### Selected text
There are many ways to evaluate and measure the strength of a turn so, I would like to reflect here on how turns successfully build the energy of a poem and effectively direct that energy towards the pith. Poetry intends to exact the Truth from one’s experiences and imagination. These experiences must be shaped, defined, and polished as if by a lapidary before they are given over to the world; and so, the turn or turns in a poem might well be the moments in which the poem begins to reveal its humanity. Just as Michelangelo’s unfinished group of statues The Slaves emerging from the marmoreal are the synecdoche of his David, so are the turns to a poem, which build toward the greater whole.
I’ve recently enjoyed a collection of poems entitled Rough Honey, by Melissa Stein. Her poems navigate the heart with such limpidity that by the end of the book we are left with a map. The accomplishment of her poems is due in part to the efficacy of their turns. In her poem “Aquarium” I spy four turns. The first two effectively generate the energy needed to propel the reader deeper into the poem. And the last two uncover the heart and steer the reader into the revelation of the poem.
Aquarium
These girls wear sex like lipstick. I think
this one’s the Undead. Heavy-lidded,
pawing the air like a drugged kitten,
stilettos piercing holes in the scuffed-up
linoleum. I’ll bet she tastes like
a red paper valentine. No, lemon
on a cut tongue. I try to lose myself
in the muffled beats through the glass.
A succulent chicken-thigh shimmies past,
dimpled softly like a golf ball. That vampire won’t
look at me. Wall-eyed, carp-eyed. I’ve been here too long
soaking in the slot-machine atmosphere. I think of
what’s not waiting for me at home. What if
Elvira here’s really a sweet homemaker,
come to bring me my slippers and paper
and walk the dog twice a day rain or shine?
No, she’s coming at me like a bat, dissolving
the glass like gelatin, knocking me to my knees.
Poor blue Chuck’s never gonna be seen again
at the office noosed in his trout-silly tie,
experimenting with paper cuts and binder-clip
nipple clamps. Has anything changed
since I was a kid? My lunchmeat urges,
my baffled jeans. My pimp breath, my laboratory
kisses. Nope. Not much. In the aquarium a butter clam
floats by, soothing, the way it takes its time,
going nowhere, and the girl it’s attached to,
soothing too, a manageable storm of boredom
and sex, now headless, now armless, pressing
against the glass, white anonymous lullaby half-
babydoll, tottering on skyscraper heels, oh
I want something so beautiful I forget my life.
The first turn comes at the seventh line, “I try to lose myself.” Here the poem turns inward giving us a glimpse into the speaker’s psyche. We may venture to paint the speaker as a desperate man realizing his desperation has led him to fantasy which is magnified by the peepshow environment he has involved himself in. This turn is quick but provides us with a necessary show of humanness by introducing us to the speaker. The energy of this turn whets the appetite of the reader as it creates a natural anticipation for some discovery regarding the human condition.

### Extracted records
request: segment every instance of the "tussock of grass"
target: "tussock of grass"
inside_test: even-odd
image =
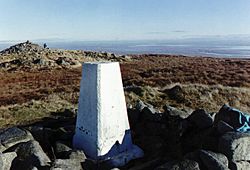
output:
[[[142,87],[142,95],[127,91],[125,92],[126,100],[133,105],[140,99],[158,108],[167,104],[185,110],[203,108],[209,112],[218,112],[221,106],[226,103],[250,113],[250,88],[179,84],[181,90],[178,94],[168,93],[175,85],[162,89]]]
[[[31,100],[23,104],[0,107],[0,127],[32,123],[50,117],[55,112],[76,109],[76,104],[62,99],[60,95],[52,94],[44,100]]]

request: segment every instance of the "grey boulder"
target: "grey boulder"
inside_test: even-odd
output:
[[[219,152],[232,161],[250,160],[250,134],[227,132],[219,139]]]

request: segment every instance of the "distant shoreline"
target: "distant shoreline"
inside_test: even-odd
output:
[[[250,44],[181,41],[73,41],[46,42],[49,48],[110,52],[120,55],[164,54],[192,57],[250,58]],[[16,43],[0,42],[0,51]],[[38,42],[42,45],[43,43]]]

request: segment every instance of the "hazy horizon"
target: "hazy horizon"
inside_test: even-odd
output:
[[[246,0],[3,0],[0,41],[134,41],[250,35]]]

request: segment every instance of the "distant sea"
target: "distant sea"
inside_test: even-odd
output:
[[[65,41],[47,43],[49,48],[111,52],[116,54],[175,54],[189,56],[250,58],[250,41]],[[3,50],[15,43],[1,43]]]

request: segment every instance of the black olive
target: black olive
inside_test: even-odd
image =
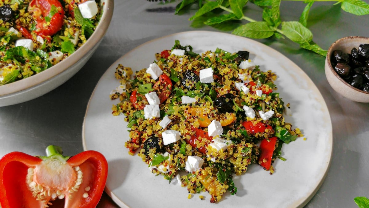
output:
[[[361,44],[359,46],[359,53],[366,59],[369,58],[369,44]]]
[[[339,63],[335,67],[334,70],[339,75],[344,77],[347,76],[349,74],[351,67],[346,64]]]
[[[369,93],[369,83],[364,83],[363,84],[362,87],[363,91]]]
[[[248,60],[249,56],[250,55],[250,52],[246,51],[238,51],[238,53],[237,53],[238,56],[235,59],[235,60],[238,62],[241,62],[244,60]]]
[[[363,76],[361,74],[354,74],[350,79],[349,84],[355,88],[359,88],[363,84]]]
[[[14,16],[14,11],[8,5],[5,5],[0,7],[0,20],[7,22]]]
[[[214,106],[218,108],[221,113],[231,112],[233,111],[233,102],[232,99],[234,95],[231,93],[227,93],[217,98],[214,101]]]
[[[332,61],[334,63],[348,64],[349,60],[348,54],[342,51],[336,50],[333,51],[333,60]]]
[[[193,72],[187,70],[184,73],[183,78],[181,81],[181,84],[189,90],[193,90],[195,88],[196,83],[199,81],[200,78],[199,76]]]
[[[163,148],[161,142],[159,141],[159,138],[156,137],[153,137],[148,139],[144,142],[143,148],[145,150],[146,154],[149,152],[149,150],[156,148],[156,152],[161,152]]]

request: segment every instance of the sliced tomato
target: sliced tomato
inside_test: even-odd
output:
[[[189,139],[186,139],[186,142],[192,146],[194,148],[196,148],[196,144],[195,142],[196,140],[201,141],[199,137],[201,137],[201,138],[205,138],[209,141],[213,140],[213,137],[209,136],[209,134],[207,132],[203,131],[199,128],[195,128],[193,126],[191,127],[191,130],[193,132],[195,132],[195,134],[192,135]],[[202,140],[202,139],[201,139]],[[203,146],[199,148],[198,151],[203,154],[205,154],[206,151],[206,145]]]
[[[273,137],[269,139],[264,139],[260,143],[260,156],[259,164],[266,170],[270,168],[273,152],[277,142],[277,137]]]
[[[173,84],[170,78],[166,74],[162,74],[159,79],[152,88],[156,90],[160,103],[163,103],[170,95]]]
[[[142,110],[145,107],[145,105],[142,103],[138,103],[138,101],[140,100],[146,100],[146,97],[137,93],[137,90],[134,90],[131,94],[130,96],[130,100],[131,103],[133,104],[133,106],[135,108]]]
[[[248,132],[249,131],[252,134],[256,133],[262,133],[265,132],[267,129],[272,130],[273,128],[270,125],[265,124],[262,122],[259,122],[255,125],[254,121],[245,121],[242,123],[242,125]]]
[[[32,0],[28,10],[36,19],[36,29],[34,31],[38,35],[44,38],[54,35],[62,28],[64,11],[58,0]],[[49,17],[50,12],[52,16]],[[45,17],[50,18],[49,23]]]

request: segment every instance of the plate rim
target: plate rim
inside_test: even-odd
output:
[[[277,50],[276,50],[274,48],[270,47],[270,46],[265,45],[262,43],[261,43],[260,42],[256,41],[254,40],[252,40],[248,38],[239,36],[238,36],[234,35],[233,34],[227,33],[224,33],[222,32],[210,31],[203,30],[190,30],[190,31],[185,31],[179,33],[176,33],[167,35],[166,36],[160,37],[157,38],[154,38],[153,39],[149,40],[141,44],[140,44],[138,46],[135,47],[134,48],[130,50],[129,51],[127,52],[124,54],[123,54],[122,56],[118,58],[115,61],[114,61],[114,63],[113,63],[110,66],[109,66],[106,69],[106,70],[105,70],[105,72],[104,73],[104,74],[103,74],[103,75],[101,76],[101,77],[100,77],[100,78],[99,79],[99,81],[96,83],[96,84],[95,87],[95,88],[94,88],[94,90],[91,93],[91,95],[90,96],[89,99],[88,103],[87,103],[87,106],[86,108],[86,110],[85,113],[85,115],[83,118],[83,121],[82,128],[82,146],[83,147],[83,150],[86,151],[86,150],[88,150],[88,149],[87,148],[86,144],[86,137],[85,135],[85,124],[86,123],[86,118],[87,117],[86,115],[87,115],[87,112],[89,110],[89,107],[90,107],[90,102],[91,100],[91,99],[92,98],[93,96],[95,94],[96,90],[97,88],[97,85],[99,83],[100,83],[100,82],[102,79],[103,76],[104,74],[106,72],[106,71],[108,70],[112,66],[116,65],[117,64],[117,63],[118,63],[119,62],[119,60],[121,59],[123,57],[127,55],[127,54],[130,53],[131,51],[137,50],[140,47],[144,47],[144,45],[146,45],[146,44],[148,43],[151,43],[152,42],[155,41],[158,41],[162,39],[166,38],[172,36],[176,36],[177,35],[180,35],[181,34],[184,34],[192,33],[218,33],[220,35],[232,36],[235,37],[237,37],[238,38],[246,39],[248,41],[249,41],[251,42],[255,43],[257,44],[263,45],[264,46],[265,46],[268,48],[269,49],[272,50],[274,53],[277,53],[279,56],[283,57],[284,58],[286,58],[286,59],[289,60],[290,61],[290,63],[294,65],[296,67],[298,68],[299,70],[301,71],[301,72],[303,73],[305,76],[306,76],[308,78],[309,80],[310,81],[311,81],[311,83],[313,84],[314,87],[315,87],[315,88],[316,88],[316,89],[319,92],[319,93],[318,95],[320,95],[320,96],[322,98],[322,103],[324,104],[323,107],[324,107],[324,108],[325,108],[325,109],[326,109],[327,110],[326,112],[325,112],[325,113],[326,113],[327,114],[327,115],[328,116],[327,119],[328,119],[330,121],[329,122],[329,126],[328,127],[329,128],[330,131],[329,133],[328,134],[327,136],[327,137],[329,138],[328,141],[329,142],[330,142],[329,143],[331,145],[330,145],[329,147],[330,148],[329,148],[329,150],[330,151],[329,154],[328,154],[329,156],[329,160],[328,160],[328,161],[326,161],[325,164],[324,164],[324,166],[325,168],[324,173],[322,175],[321,177],[321,178],[319,179],[318,181],[316,181],[318,182],[317,183],[317,185],[315,186],[315,188],[314,189],[314,190],[312,190],[310,192],[310,193],[309,193],[308,196],[306,197],[305,197],[304,199],[303,199],[303,201],[301,202],[299,202],[299,203],[300,203],[300,204],[299,204],[296,207],[299,208],[304,207],[305,205],[307,204],[307,203],[314,197],[314,196],[316,194],[317,192],[318,191],[321,187],[322,185],[324,182],[325,179],[327,175],[328,174],[328,171],[329,171],[330,168],[331,166],[331,161],[332,160],[332,156],[333,155],[333,148],[334,145],[333,144],[334,141],[333,138],[333,128],[332,124],[332,120],[331,119],[331,116],[329,112],[329,109],[328,108],[328,106],[327,105],[327,103],[325,102],[325,101],[324,100],[324,98],[323,97],[323,95],[322,94],[321,92],[320,92],[320,91],[319,90],[319,89],[317,87],[317,86],[315,83],[312,80],[311,80],[311,78],[310,78],[310,77],[309,77],[307,75],[307,74],[306,74],[306,73],[305,72],[305,71],[303,70],[303,69],[301,68],[301,67],[299,66],[298,65],[297,65],[296,63],[295,63],[294,61],[292,61],[291,59],[290,59],[288,57],[285,56],[284,54],[282,54],[281,52]],[[113,192],[111,190],[110,190],[108,188],[107,188],[106,186],[105,187],[105,191],[106,192],[107,194],[112,198],[113,201],[114,201],[114,202],[116,204],[117,204],[117,205],[120,206],[121,207],[128,207],[127,204],[126,204],[124,202],[122,201],[121,200],[118,199],[116,195],[115,195],[114,193],[113,193]]]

### Instructions
1. Please reproduce verbatim the stretch from "I’ve recently enjoyed" through "of the poem." in the essay on poetic turns.
2. Gather each line in the records that contains the word "distant", copying those lines unchanged.

### Set of answers
1.
I’ve recently enjoyed a collection of poems entitled Rough Honey, by Melissa Stein. Her poems navigate the heart with such limpidity that by the end of the book we are left with a map. The accomplishment of her poems is due in part to the efficacy of their turns. In her poem “Aquarium” I spy four turns. The first two effectively generate the energy needed to propel the reader deeper into the poem. And the last two uncover the heart and steer the reader into the revelation of the poem.

2.
request: segment every instance of the "distant shoreline"
target: "distant shoreline"
request: segment every instance of the "distant sea"
target: "distant sea"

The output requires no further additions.